* BEGIN TASK MATERIAL *

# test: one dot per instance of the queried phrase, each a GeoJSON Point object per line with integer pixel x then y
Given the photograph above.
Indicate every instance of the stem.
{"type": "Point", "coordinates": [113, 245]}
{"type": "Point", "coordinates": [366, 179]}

* END TASK MATERIAL *

PROBLEM REQUIREMENTS:
Can you lay out this listing as a Markdown table with the columns "Row" and "Line", numbering each line and leaving out any blank ones?

RESPONSE BELOW:
| Row | Line |
|---|---|
| 1 | # test: one dot per instance of the queried phrase, each a GeoJSON Point object per line with integer pixel x then y |
| 2 | Given the photograph above. |
| 3 | Indicate every instance of the stem. |
| 4 | {"type": "Point", "coordinates": [113, 245]} |
| 5 | {"type": "Point", "coordinates": [366, 179]} |